**FRAGMENTO DEL TEXTO:**
•••••

La tristeza llega cuando perdemos algo importante pero reemplazable. Duele,pero aún podemos imaginar la vida avanzando.
La desesperación es más pesada. Llega cuando aquello que daba sentido a nuestra vida, lo que nos servía de cimiento, se derrumba. Ese es el pozo del que muchos nunca logran salir.
Lo sé. Porque yo he estado en ese pozo.
Cuando mi joven esposa murió de cáncer cerebral, mi mundo se partió en dos: antes y después. Caí en una oscuridad que no sabía que existía. Todo parecía carecer de sentido. Todo dolía. Era como cargar algo insoportablemente pesado, sin tener nada sólido a lo que aferrarme.
No me recuperé de golpe. Salí arrastrándome, lenta y dolorosamente, día tras día. Hubo momentos en que quise que todo terminara. Momentos en que la oscuridad parecía más fácil que la luz. Pero en lugar de morir, me encontré, de alguna manera, todavía aquí, vacío y a la deriva, rodeado de un silencio que parecía interminable. Y en ese silencio entendí que no había desaparecido. Seguía aquí, enterrado bajo un duelo tan pesado que apenas podía moverme. Y, sin embargo, en algún lugar dentro de mí, también sabía que valía la pena seguir viviendo, porque dos niños pequeños todavía necesitaban a su padre, y eso fue suficiente para dar el siguiente paso.

•••••

**LO QUE SE PIDE:** Reproduce íntegro y sin ningún cambio el fragmento sobre la tristeza y la desesperación.

**DATOS:**
•••••

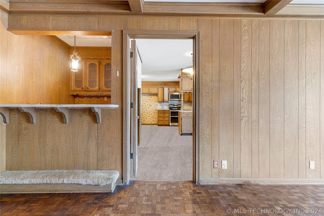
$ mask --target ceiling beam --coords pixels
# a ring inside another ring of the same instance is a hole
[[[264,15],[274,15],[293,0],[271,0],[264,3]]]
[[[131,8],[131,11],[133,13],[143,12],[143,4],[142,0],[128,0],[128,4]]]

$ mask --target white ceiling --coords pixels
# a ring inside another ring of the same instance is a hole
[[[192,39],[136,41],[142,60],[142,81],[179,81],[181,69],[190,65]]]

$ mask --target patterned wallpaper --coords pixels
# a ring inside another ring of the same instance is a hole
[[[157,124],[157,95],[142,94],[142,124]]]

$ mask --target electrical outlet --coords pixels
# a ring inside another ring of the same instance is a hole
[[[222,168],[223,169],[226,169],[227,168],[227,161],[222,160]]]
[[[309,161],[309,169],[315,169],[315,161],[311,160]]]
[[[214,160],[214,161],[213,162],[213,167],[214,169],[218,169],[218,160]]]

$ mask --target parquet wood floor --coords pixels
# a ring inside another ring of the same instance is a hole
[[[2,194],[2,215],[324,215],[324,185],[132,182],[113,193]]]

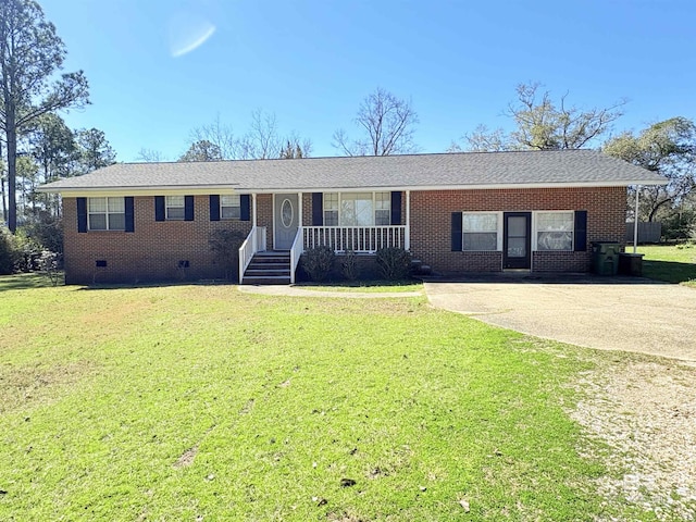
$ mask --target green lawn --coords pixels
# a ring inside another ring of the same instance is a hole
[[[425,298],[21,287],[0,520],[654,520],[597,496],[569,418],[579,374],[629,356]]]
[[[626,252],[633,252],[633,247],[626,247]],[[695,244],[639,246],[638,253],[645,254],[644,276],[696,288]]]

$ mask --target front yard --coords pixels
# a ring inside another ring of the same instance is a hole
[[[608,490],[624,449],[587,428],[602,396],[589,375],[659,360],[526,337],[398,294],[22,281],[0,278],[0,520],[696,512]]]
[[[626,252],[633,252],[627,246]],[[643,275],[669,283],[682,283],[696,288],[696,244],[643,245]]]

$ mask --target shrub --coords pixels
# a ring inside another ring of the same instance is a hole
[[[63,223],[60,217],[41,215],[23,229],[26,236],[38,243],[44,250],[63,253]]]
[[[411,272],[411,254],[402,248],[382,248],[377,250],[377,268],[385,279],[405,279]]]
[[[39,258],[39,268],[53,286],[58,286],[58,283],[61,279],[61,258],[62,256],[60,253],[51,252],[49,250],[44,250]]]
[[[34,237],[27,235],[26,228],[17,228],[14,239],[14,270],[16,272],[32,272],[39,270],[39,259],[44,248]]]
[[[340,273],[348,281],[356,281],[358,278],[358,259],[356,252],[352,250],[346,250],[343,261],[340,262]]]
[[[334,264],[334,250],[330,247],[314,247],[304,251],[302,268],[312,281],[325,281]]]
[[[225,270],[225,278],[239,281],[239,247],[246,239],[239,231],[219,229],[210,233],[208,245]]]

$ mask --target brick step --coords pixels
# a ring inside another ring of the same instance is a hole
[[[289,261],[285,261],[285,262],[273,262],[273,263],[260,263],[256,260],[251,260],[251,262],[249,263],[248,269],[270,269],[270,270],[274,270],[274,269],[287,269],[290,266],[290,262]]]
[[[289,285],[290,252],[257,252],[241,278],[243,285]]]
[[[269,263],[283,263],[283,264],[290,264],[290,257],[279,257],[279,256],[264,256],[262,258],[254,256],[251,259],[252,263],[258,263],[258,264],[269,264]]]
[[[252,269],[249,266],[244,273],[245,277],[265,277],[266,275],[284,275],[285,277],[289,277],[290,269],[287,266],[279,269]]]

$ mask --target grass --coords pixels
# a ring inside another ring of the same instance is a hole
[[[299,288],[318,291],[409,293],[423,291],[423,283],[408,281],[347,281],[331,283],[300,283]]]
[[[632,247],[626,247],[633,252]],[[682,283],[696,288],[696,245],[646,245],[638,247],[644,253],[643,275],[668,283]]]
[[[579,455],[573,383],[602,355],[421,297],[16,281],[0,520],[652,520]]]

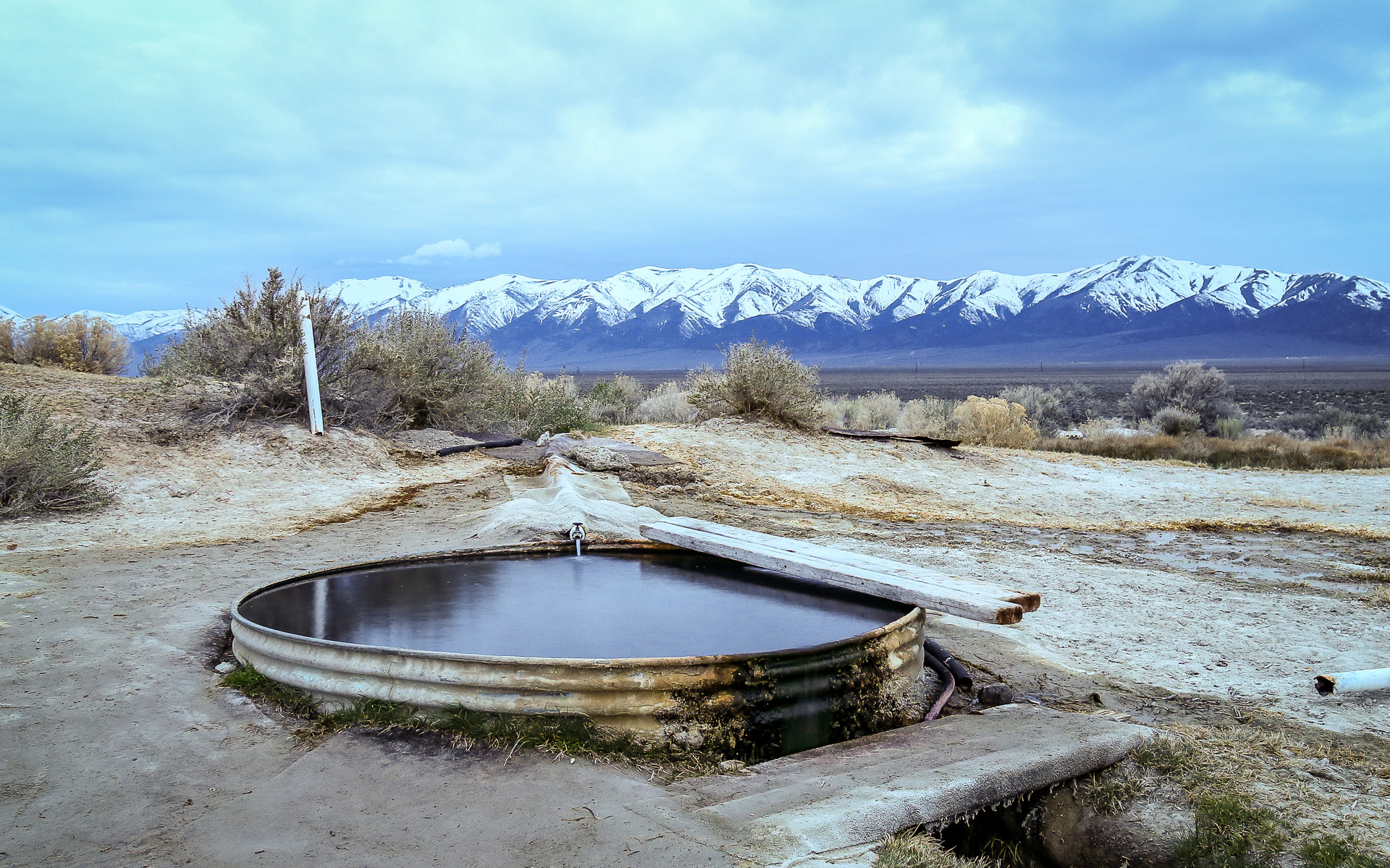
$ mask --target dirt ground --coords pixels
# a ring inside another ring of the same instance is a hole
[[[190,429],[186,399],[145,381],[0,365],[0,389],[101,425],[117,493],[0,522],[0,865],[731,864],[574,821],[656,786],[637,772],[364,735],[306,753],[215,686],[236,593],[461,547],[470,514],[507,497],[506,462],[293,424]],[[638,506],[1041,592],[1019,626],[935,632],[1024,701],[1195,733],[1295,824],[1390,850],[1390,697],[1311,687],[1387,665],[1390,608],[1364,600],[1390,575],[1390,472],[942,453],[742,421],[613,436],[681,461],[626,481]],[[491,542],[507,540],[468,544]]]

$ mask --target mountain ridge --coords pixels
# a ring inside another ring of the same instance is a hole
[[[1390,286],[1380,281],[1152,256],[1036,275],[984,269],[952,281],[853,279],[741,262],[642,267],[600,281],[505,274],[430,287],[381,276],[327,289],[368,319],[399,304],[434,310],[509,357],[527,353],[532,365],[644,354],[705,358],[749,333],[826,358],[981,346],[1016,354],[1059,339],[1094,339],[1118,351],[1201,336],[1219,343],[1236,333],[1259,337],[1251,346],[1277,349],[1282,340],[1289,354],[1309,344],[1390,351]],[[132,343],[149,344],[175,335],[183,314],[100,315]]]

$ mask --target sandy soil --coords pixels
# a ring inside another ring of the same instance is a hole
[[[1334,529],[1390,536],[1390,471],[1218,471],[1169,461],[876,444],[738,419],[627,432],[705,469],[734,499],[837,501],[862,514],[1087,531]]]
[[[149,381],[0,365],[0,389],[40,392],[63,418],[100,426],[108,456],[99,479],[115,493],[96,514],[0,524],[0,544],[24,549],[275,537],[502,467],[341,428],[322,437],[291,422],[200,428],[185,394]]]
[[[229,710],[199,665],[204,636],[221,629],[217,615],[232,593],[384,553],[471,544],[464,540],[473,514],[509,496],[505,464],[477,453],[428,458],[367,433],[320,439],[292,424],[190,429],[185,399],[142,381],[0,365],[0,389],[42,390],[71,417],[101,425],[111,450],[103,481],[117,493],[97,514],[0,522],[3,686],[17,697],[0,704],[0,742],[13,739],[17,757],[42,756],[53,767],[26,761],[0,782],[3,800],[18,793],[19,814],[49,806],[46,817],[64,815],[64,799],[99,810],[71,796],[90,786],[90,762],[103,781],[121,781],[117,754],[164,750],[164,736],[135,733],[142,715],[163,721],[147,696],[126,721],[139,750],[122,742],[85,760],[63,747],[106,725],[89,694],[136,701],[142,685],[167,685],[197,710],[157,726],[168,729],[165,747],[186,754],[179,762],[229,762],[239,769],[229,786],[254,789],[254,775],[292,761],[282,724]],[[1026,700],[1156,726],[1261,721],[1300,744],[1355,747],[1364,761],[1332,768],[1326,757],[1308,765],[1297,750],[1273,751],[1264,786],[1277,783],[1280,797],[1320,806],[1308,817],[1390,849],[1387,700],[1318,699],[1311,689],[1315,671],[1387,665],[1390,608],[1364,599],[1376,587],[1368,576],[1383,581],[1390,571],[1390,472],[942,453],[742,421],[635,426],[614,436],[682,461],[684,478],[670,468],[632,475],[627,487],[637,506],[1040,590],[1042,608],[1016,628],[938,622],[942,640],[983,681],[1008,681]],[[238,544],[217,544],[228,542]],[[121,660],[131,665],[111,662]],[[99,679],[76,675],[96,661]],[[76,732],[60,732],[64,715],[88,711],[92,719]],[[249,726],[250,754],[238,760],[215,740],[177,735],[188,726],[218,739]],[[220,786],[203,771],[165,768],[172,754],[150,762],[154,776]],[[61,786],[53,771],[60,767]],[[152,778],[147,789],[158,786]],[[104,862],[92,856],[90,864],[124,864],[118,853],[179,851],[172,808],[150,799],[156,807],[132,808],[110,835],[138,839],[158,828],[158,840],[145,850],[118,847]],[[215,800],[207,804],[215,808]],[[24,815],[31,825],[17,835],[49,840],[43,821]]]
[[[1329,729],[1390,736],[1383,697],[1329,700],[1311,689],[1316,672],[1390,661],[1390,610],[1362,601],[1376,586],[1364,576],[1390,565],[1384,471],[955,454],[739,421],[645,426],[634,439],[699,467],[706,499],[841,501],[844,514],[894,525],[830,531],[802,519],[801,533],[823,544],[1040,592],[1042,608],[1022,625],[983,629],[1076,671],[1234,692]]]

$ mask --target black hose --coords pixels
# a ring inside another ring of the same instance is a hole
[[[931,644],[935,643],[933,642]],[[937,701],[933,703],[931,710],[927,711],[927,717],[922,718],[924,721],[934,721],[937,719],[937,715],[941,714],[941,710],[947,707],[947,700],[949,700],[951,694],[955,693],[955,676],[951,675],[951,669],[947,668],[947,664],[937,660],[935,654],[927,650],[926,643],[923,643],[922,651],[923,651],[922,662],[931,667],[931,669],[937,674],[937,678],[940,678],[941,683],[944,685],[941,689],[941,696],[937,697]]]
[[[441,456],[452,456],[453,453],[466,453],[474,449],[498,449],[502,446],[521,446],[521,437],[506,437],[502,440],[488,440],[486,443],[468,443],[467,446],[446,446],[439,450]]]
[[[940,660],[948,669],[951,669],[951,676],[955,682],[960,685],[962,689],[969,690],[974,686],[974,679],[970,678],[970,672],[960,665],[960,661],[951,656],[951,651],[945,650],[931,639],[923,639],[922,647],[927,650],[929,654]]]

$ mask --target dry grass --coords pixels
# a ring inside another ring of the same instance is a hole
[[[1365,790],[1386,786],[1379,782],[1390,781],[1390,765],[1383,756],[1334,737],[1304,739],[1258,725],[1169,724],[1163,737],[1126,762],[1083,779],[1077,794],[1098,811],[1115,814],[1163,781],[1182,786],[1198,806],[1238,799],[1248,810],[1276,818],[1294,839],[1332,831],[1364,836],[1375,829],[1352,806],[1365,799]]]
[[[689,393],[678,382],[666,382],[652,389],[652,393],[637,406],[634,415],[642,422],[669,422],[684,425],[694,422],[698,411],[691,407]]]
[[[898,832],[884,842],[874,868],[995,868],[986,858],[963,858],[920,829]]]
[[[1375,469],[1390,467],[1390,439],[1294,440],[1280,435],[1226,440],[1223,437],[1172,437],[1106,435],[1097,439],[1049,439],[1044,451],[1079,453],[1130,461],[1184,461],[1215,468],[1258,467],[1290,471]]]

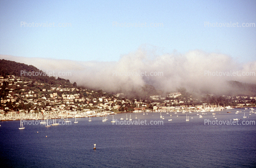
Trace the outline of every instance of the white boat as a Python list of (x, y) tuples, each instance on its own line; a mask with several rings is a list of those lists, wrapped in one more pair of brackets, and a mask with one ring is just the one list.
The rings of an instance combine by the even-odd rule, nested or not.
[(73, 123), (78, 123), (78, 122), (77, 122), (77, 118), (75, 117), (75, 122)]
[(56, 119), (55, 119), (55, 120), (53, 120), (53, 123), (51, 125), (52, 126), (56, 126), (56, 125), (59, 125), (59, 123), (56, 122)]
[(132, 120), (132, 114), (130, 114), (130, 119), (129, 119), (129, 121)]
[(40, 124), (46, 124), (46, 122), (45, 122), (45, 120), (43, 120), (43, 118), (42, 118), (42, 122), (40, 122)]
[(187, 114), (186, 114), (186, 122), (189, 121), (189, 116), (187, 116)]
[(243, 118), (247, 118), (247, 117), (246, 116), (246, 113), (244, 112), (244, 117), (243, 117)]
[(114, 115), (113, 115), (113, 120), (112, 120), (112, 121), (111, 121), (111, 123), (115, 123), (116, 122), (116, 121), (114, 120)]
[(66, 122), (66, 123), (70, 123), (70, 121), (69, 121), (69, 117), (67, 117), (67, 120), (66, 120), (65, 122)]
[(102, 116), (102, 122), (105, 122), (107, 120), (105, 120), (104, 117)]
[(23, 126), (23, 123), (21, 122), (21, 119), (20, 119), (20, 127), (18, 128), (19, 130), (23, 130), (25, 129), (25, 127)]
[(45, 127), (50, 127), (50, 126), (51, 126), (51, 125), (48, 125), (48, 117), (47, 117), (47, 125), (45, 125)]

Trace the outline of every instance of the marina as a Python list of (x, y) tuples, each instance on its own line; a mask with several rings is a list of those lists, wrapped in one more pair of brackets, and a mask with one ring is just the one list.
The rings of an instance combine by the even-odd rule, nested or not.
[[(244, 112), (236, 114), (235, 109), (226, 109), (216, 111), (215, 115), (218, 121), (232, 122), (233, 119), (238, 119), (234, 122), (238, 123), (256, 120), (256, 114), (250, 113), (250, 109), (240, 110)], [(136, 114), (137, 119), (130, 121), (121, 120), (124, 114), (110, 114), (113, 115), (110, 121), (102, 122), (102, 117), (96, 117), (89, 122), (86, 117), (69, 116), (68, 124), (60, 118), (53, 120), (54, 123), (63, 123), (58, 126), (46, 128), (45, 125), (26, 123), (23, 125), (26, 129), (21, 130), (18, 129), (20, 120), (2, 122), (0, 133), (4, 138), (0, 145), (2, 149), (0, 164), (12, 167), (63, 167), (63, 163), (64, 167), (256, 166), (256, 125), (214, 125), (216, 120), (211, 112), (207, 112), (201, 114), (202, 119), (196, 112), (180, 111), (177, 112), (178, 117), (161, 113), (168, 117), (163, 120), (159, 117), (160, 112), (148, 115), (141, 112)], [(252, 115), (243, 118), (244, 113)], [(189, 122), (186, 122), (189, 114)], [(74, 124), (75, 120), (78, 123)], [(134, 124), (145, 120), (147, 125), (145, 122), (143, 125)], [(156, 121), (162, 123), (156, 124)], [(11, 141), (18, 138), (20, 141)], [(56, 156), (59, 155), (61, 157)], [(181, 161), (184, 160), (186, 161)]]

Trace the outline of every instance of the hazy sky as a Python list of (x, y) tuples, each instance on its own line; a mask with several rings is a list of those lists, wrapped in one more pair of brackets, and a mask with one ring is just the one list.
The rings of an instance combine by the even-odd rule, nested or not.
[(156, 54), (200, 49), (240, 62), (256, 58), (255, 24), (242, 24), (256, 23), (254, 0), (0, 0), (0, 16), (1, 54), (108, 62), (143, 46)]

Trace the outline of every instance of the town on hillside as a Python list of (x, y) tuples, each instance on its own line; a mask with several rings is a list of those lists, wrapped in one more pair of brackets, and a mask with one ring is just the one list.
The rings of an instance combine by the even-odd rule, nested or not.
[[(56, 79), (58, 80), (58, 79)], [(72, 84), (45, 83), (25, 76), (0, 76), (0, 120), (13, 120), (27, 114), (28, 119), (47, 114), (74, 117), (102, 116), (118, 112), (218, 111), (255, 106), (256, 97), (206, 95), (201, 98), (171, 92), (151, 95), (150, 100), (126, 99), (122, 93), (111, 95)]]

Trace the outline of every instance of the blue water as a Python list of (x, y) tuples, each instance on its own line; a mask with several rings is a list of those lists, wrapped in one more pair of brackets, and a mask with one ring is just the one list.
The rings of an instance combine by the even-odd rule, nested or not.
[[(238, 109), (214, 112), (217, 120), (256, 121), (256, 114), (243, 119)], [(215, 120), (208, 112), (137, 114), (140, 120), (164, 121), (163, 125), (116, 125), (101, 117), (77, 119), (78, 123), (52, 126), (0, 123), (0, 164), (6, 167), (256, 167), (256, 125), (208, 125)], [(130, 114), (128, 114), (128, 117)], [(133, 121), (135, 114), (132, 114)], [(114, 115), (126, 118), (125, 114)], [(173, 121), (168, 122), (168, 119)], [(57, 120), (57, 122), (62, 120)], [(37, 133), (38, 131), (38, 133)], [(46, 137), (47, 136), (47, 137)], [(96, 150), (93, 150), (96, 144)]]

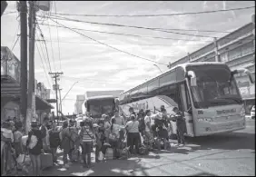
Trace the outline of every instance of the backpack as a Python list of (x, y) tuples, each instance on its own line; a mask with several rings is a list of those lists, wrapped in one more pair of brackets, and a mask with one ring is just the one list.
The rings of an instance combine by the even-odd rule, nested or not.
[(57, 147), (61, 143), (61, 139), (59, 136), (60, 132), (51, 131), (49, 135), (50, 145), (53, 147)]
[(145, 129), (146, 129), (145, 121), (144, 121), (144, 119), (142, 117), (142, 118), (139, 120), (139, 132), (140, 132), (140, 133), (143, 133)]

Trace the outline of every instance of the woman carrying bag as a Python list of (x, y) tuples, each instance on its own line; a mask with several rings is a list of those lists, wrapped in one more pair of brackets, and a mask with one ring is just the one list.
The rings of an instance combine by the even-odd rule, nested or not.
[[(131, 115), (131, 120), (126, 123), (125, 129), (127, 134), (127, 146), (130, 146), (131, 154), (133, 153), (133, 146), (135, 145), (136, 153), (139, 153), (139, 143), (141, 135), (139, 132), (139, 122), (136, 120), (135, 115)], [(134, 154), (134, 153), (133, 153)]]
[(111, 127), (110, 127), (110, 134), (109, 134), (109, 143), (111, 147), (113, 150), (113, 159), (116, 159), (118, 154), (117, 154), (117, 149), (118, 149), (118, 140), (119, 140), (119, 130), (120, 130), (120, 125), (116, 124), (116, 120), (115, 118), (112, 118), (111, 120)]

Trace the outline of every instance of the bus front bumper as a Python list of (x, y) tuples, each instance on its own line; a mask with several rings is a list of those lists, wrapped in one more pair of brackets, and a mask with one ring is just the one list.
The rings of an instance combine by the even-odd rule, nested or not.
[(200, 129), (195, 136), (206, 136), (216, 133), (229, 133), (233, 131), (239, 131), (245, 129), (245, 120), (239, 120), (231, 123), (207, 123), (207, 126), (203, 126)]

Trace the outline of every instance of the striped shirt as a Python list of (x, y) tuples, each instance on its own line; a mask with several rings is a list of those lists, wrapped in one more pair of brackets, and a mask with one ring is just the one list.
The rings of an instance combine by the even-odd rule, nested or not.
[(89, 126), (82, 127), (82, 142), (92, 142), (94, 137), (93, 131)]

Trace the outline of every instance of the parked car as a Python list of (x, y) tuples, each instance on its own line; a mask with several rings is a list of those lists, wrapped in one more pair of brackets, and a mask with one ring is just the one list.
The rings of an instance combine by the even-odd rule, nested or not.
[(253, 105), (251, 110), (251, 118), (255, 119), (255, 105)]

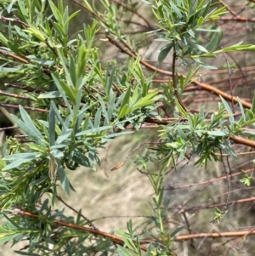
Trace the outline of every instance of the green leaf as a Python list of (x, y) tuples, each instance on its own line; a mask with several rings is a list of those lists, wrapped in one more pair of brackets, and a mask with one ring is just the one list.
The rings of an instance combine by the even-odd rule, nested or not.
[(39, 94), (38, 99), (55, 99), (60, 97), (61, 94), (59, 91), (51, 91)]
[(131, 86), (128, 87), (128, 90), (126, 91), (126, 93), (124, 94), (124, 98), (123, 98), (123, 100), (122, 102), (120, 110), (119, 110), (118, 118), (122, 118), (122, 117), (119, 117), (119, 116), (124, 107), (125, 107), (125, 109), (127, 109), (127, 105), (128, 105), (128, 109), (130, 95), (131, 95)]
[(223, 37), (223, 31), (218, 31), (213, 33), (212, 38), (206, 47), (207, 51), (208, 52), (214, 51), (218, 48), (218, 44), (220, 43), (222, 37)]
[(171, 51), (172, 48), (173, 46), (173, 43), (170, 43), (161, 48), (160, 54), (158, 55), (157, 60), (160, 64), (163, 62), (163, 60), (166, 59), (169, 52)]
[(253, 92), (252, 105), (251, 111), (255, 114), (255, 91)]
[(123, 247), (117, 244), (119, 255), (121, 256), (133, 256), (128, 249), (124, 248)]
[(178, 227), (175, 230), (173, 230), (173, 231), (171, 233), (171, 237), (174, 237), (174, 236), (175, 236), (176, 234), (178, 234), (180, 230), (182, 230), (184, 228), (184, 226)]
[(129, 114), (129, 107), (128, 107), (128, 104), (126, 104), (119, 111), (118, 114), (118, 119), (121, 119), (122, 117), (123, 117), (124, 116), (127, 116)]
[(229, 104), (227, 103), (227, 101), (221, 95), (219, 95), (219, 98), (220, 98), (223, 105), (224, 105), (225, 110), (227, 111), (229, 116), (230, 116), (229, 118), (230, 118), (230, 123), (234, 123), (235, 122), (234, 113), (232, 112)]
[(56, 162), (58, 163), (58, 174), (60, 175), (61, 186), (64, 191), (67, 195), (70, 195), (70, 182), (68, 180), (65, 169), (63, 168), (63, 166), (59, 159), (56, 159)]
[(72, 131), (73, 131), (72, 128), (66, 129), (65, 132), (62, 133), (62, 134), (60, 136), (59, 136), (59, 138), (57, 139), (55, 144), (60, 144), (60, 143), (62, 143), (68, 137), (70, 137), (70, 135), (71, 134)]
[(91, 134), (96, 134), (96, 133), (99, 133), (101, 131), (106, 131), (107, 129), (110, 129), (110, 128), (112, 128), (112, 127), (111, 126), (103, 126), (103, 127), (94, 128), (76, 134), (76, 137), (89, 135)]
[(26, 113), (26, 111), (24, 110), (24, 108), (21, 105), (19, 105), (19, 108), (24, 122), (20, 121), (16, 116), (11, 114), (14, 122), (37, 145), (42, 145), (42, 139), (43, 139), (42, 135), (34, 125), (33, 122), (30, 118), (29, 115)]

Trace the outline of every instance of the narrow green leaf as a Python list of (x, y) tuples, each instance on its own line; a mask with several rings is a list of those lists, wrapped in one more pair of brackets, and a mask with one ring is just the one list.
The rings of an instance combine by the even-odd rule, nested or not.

•••••

**RESPUESTA:**
La tristeza llega cuando perdemos algo importante pero reemplazable. Duele,pero aún podemos imaginar la vida avanzando.
La desesperación es más pesada. Llega cuando aquello que daba sentido a nuestra vida, lo que nos servía de cimiento, se derrumba. Ese es el pozo del que muchos nunca logran salir.
Lo sé. Porque yo he estado en ese pozo.
Cuando mi joven esposa murió de cáncer cerebral, mi mundo se partió en dos: antes y después. Caí en una oscuridad que no sabía que existía. Todo parecía carecer de sentido. Todo dolía. Era como cargar algo insoportablemente pesado, sin tener nada sólido a lo que aferrarme.
No me recuperé de golpe. Salí arrastrándome, lenta y dolorosamente, día tras día. Hubo momentos en que quise que todo terminara. Momentos en que la oscuridad parecía más fácil que la luz. Pero en lugar de morir, me encontré, de alguna manera, todavía aquí, vacío y a la deriva, rodeado de un silencio que parecía interminable. Y en ese silencio entendí que no había desaparecido. Seguía aquí, enterrado bajo un duelo tan pesado que apenas podía moverme. Y, sin embargo, en algún lugar dentro de mí, también sabía que valía la pena seguir viviendo, porque dos niños pequeños todavía necesitaban a su padre, y eso fue suficiente para dar el siguiente paso.